Data for processing:
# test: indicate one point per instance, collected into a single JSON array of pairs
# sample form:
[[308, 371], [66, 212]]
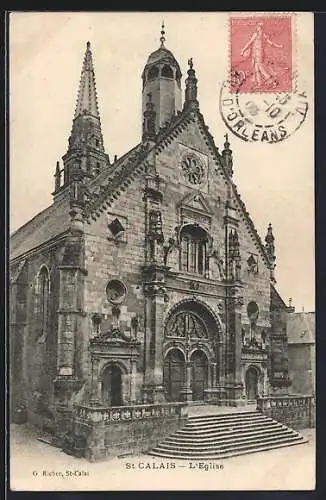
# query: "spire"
[[191, 87], [270, 249], [86, 140], [149, 120], [87, 98], [162, 39], [57, 177], [227, 157]]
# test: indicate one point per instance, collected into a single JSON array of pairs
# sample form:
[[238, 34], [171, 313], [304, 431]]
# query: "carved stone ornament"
[[192, 168], [116, 291]]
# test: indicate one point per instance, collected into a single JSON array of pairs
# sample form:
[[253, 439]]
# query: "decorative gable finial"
[[57, 177], [191, 86], [162, 39], [227, 157]]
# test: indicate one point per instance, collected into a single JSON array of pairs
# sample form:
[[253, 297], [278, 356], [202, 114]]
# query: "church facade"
[[145, 281]]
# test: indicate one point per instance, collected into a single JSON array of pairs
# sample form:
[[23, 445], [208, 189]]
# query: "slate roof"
[[49, 223], [301, 328]]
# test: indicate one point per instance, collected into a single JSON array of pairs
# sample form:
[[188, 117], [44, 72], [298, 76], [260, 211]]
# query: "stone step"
[[215, 423], [228, 454], [211, 437], [225, 435], [223, 443], [250, 445], [218, 429], [222, 416]]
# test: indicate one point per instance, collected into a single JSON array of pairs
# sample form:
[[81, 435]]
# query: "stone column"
[[153, 390], [186, 391], [70, 316], [133, 381]]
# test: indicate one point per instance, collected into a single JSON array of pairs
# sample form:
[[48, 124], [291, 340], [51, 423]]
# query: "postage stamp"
[[261, 54]]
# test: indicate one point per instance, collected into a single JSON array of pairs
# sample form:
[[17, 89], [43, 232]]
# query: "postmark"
[[261, 53], [265, 118]]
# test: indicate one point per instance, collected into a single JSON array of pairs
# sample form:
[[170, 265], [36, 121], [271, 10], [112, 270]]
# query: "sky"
[[276, 181]]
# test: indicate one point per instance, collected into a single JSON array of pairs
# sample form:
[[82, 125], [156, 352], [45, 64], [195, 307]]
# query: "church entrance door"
[[112, 385], [199, 375], [173, 375], [252, 383]]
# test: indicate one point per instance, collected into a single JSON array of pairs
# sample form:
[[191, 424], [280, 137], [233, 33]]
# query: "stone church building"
[[145, 281]]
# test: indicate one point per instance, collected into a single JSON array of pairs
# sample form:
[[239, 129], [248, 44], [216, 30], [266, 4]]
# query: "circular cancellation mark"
[[262, 117]]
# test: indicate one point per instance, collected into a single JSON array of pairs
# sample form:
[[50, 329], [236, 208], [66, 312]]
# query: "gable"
[[192, 133]]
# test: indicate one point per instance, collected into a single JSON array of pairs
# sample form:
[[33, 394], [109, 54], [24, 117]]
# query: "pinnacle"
[[87, 98]]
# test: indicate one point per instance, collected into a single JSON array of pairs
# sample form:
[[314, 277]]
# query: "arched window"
[[153, 73], [42, 300], [194, 250], [167, 71]]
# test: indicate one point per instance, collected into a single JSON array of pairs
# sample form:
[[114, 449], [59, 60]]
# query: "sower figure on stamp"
[[257, 44]]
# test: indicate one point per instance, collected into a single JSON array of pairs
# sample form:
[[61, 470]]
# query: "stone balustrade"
[[297, 411], [98, 413], [131, 429]]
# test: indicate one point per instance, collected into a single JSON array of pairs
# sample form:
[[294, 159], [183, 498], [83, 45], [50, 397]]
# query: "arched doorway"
[[112, 385], [173, 374], [252, 383], [199, 375]]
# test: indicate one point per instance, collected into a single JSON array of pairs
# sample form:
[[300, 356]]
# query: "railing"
[[295, 410], [129, 413]]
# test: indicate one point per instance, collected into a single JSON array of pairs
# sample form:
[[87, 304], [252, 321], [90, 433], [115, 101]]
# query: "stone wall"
[[302, 368], [34, 356]]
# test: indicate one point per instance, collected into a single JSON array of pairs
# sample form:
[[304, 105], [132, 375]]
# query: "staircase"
[[226, 435]]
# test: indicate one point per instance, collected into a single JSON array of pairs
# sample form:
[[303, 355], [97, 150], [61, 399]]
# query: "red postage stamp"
[[261, 54]]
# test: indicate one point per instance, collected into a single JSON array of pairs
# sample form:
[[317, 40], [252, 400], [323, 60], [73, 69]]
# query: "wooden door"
[[199, 375], [251, 384], [173, 375]]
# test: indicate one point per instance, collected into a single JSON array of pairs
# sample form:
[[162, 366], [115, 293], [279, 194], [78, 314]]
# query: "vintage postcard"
[[162, 309]]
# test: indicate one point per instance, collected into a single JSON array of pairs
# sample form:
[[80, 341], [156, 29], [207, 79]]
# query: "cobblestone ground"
[[37, 466]]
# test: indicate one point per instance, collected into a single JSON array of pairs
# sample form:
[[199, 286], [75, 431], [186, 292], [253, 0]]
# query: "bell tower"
[[85, 144], [162, 81]]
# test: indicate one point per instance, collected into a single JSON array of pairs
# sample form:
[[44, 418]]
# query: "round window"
[[115, 291], [252, 311]]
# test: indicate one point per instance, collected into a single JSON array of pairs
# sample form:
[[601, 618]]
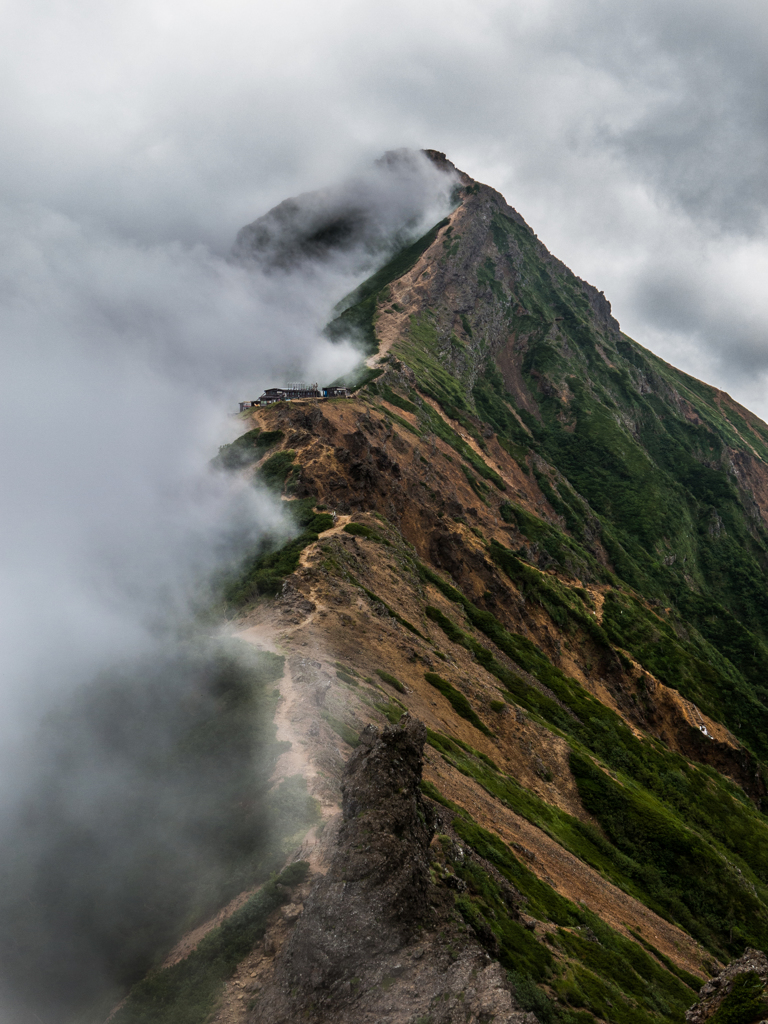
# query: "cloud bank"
[[139, 138], [122, 358], [633, 140]]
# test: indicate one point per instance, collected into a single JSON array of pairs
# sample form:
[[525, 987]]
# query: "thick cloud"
[[138, 138], [628, 137], [122, 357]]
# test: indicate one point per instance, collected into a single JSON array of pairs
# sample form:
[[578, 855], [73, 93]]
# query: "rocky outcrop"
[[377, 940], [738, 991]]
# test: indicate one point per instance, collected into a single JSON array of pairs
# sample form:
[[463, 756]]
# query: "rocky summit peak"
[[524, 622]]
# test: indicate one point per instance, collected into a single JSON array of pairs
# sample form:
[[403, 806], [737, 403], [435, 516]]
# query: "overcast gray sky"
[[632, 137]]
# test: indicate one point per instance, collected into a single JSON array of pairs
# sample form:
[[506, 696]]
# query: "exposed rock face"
[[740, 986], [377, 940], [375, 894]]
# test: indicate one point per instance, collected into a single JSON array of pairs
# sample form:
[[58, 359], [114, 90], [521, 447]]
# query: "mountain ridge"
[[550, 547]]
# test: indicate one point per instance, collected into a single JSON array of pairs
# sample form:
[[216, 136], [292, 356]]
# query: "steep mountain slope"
[[549, 546]]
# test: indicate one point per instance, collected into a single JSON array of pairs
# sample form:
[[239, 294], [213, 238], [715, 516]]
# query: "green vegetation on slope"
[[188, 991]]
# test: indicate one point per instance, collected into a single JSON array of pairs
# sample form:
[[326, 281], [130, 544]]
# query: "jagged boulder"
[[377, 940], [738, 994], [375, 894]]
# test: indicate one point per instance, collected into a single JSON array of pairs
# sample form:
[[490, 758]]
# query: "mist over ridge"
[[122, 361]]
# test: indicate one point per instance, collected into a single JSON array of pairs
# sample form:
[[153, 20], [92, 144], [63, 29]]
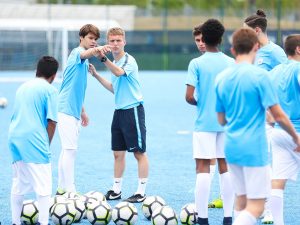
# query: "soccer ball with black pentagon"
[[99, 213], [187, 214], [79, 207], [63, 213], [30, 213], [97, 195], [150, 204], [56, 199], [124, 213], [164, 215]]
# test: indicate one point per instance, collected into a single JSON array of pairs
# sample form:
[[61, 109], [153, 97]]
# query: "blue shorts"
[[128, 130]]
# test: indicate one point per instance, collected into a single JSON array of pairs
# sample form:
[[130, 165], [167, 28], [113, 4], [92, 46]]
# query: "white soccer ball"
[[56, 199], [164, 215], [30, 213], [99, 213], [187, 214], [124, 213], [63, 213], [3, 102], [150, 204], [97, 195], [79, 207]]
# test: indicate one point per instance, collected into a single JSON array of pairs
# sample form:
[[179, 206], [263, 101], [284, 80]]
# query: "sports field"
[[169, 121]]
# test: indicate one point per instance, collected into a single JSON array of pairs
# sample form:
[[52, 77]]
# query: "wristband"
[[103, 59]]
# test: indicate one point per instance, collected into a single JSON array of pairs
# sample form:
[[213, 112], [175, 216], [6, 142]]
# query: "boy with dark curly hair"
[[208, 136]]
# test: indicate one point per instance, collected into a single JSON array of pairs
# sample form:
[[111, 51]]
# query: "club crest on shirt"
[[259, 61]]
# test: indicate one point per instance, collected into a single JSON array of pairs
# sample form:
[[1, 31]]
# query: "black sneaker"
[[111, 195], [202, 221], [227, 221], [136, 198]]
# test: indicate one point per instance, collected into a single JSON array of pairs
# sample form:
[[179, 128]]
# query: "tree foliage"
[[200, 4]]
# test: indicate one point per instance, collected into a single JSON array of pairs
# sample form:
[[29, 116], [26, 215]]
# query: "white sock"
[[276, 206], [16, 202], [236, 213], [202, 191], [142, 186], [43, 206], [68, 163], [245, 218], [227, 194], [117, 186], [61, 184], [212, 169]]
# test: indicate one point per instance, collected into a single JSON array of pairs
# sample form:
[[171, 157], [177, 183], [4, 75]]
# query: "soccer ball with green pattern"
[[79, 207], [99, 213], [164, 215], [124, 213], [187, 214], [150, 204], [63, 213], [30, 213]]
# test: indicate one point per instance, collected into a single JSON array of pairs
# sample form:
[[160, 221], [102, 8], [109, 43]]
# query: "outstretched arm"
[[94, 51], [105, 83]]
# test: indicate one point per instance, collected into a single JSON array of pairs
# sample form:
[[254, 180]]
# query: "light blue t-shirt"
[[286, 79], [35, 103], [202, 72], [244, 92], [72, 90], [269, 56], [127, 87]]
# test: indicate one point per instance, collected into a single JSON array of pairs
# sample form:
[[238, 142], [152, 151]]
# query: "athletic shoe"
[[202, 221], [60, 191], [227, 221], [217, 203], [268, 218], [136, 198], [111, 195]]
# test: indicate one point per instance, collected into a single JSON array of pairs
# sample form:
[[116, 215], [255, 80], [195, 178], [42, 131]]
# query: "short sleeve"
[[192, 76]]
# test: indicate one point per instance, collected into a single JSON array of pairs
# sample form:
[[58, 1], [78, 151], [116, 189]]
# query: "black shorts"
[[128, 130]]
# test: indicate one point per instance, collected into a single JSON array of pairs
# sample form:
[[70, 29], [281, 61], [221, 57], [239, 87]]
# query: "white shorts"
[[31, 177], [254, 182], [68, 129], [286, 162], [269, 130], [208, 145]]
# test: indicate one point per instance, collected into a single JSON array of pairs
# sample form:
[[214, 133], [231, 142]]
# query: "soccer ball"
[[56, 199], [63, 213], [30, 213], [99, 213], [164, 215], [124, 213], [187, 214], [79, 207], [150, 204], [97, 195]]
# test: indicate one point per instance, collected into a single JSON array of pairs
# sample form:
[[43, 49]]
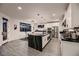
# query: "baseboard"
[[0, 44]]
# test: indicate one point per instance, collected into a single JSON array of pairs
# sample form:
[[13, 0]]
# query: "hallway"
[[20, 48], [70, 48]]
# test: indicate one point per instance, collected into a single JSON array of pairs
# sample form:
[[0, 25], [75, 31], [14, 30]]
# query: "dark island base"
[[36, 42]]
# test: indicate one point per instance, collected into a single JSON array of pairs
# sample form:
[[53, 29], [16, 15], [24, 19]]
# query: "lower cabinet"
[[37, 42]]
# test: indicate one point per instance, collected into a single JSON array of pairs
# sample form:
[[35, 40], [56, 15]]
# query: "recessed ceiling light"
[[53, 14], [19, 8]]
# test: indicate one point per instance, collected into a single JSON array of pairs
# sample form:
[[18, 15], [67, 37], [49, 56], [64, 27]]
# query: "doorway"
[[4, 28]]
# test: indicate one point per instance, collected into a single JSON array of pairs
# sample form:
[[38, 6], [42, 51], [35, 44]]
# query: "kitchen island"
[[38, 41]]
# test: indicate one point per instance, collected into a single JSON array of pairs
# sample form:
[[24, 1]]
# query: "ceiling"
[[39, 11]]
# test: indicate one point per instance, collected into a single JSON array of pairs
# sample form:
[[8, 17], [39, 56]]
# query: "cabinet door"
[[44, 41]]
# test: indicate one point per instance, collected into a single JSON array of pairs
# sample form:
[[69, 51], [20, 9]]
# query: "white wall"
[[75, 14], [13, 34], [67, 17]]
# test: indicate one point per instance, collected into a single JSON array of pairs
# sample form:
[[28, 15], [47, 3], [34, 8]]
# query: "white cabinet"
[[45, 40]]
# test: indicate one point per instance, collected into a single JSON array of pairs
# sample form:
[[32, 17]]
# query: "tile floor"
[[70, 48], [20, 48]]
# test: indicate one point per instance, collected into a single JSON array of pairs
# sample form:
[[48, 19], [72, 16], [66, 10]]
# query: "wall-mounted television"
[[24, 27]]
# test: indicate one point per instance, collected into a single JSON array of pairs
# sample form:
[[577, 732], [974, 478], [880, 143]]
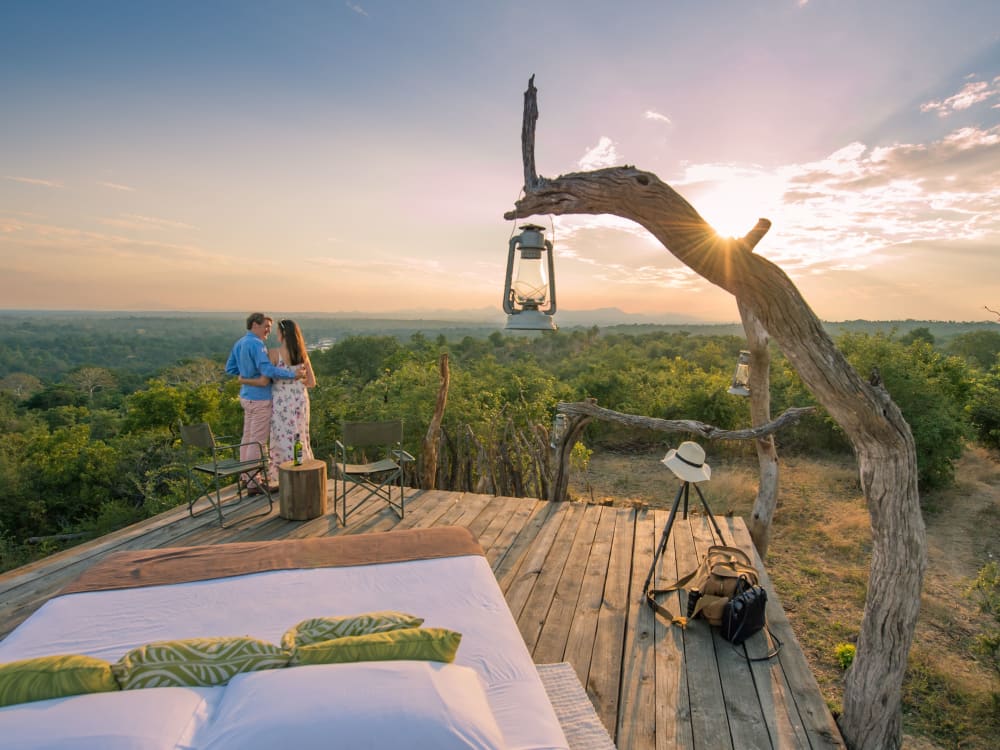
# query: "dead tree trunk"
[[880, 436], [432, 440], [760, 413]]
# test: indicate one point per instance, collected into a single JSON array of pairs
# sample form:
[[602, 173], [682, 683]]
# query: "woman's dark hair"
[[294, 342]]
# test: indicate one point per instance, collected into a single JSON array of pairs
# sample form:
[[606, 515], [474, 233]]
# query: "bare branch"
[[590, 409], [528, 135], [756, 234]]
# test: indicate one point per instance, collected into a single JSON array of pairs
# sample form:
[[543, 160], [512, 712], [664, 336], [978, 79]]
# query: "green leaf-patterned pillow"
[[195, 662], [424, 644], [319, 629], [54, 677]]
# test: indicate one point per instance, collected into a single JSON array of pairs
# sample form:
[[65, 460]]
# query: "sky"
[[305, 156]]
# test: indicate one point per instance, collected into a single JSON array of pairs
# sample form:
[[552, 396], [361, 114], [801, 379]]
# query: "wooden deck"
[[573, 577]]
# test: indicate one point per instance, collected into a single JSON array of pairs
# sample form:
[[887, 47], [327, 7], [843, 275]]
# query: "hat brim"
[[684, 470]]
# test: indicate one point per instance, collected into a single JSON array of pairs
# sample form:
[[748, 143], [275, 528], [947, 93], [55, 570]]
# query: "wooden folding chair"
[[369, 455], [211, 465]]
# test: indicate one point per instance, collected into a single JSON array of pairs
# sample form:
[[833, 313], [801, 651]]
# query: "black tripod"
[[683, 491]]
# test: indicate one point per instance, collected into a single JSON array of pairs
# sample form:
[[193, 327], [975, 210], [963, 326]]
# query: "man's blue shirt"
[[249, 359]]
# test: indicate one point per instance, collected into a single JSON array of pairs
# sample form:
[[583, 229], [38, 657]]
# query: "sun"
[[732, 209]]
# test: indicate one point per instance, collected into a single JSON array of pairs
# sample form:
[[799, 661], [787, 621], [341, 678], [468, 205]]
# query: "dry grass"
[[818, 560]]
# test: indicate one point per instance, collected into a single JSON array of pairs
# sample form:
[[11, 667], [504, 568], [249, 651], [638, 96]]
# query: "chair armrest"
[[233, 446]]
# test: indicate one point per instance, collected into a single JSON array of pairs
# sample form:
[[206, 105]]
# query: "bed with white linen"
[[491, 696]]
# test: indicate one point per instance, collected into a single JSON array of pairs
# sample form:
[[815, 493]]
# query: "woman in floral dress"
[[289, 398]]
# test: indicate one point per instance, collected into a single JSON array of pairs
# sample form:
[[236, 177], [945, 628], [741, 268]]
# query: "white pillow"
[[154, 719], [399, 704]]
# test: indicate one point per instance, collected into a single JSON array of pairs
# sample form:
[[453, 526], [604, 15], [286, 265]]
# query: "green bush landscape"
[[90, 407]]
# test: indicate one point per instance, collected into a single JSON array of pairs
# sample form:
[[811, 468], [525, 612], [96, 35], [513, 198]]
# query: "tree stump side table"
[[302, 490]]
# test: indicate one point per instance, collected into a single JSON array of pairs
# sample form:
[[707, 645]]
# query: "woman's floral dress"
[[289, 417]]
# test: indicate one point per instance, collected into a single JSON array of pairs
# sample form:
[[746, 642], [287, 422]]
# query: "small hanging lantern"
[[559, 424], [529, 297], [741, 378]]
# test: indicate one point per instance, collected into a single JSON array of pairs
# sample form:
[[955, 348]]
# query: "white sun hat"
[[688, 462]]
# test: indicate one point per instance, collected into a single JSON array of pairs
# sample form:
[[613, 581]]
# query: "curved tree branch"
[[883, 443]]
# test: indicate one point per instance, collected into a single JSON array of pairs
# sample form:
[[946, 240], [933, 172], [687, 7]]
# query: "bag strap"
[[770, 654]]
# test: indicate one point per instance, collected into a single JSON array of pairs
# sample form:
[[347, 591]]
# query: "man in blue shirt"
[[249, 359]]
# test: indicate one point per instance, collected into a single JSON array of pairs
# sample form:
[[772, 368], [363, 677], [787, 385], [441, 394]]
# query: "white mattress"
[[459, 593]]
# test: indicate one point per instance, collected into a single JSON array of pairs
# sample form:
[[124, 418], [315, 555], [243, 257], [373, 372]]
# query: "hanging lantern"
[[529, 297], [741, 378], [559, 425]]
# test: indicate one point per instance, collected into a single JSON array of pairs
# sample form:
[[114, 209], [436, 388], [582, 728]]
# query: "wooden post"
[[302, 490]]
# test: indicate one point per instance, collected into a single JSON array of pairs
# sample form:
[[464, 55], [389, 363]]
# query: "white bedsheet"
[[459, 593]]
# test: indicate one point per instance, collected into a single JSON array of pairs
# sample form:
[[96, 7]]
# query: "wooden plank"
[[520, 589], [515, 523], [551, 644], [508, 563], [536, 608], [708, 706], [583, 631], [506, 507], [637, 706], [606, 662], [796, 693], [742, 705], [673, 708]]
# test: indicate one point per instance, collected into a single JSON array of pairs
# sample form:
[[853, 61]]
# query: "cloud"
[[601, 155], [35, 181], [859, 210], [116, 186], [135, 221], [970, 94]]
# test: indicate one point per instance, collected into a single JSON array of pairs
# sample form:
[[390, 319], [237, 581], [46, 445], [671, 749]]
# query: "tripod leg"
[[708, 512], [662, 546]]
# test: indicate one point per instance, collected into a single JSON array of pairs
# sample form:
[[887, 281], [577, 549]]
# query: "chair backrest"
[[199, 435], [361, 434]]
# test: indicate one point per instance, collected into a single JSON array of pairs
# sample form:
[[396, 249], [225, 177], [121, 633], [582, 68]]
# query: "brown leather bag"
[[724, 572]]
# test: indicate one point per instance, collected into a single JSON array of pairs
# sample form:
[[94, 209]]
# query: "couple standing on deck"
[[273, 393]]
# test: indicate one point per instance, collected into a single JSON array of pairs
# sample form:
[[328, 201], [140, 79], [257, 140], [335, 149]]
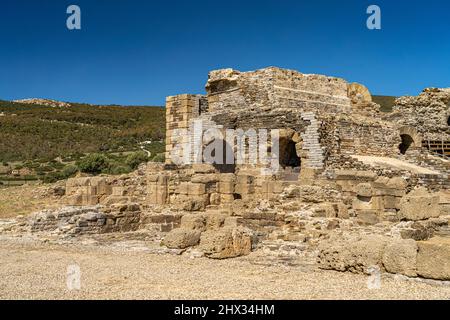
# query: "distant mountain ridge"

What to do: Gather every line above that contains the word "white", and copy each one out in full.

Answer for the task:
# query: "white soccer ball"
# query: "white sock"
# query: "white shorts"
# query: "white wall"
# query: "white cabinet"
# query: "bed with white linen"
# query: "white pillow"
# query: "white sun hat"
# query: "white mattress"
# query: "white bedsheet"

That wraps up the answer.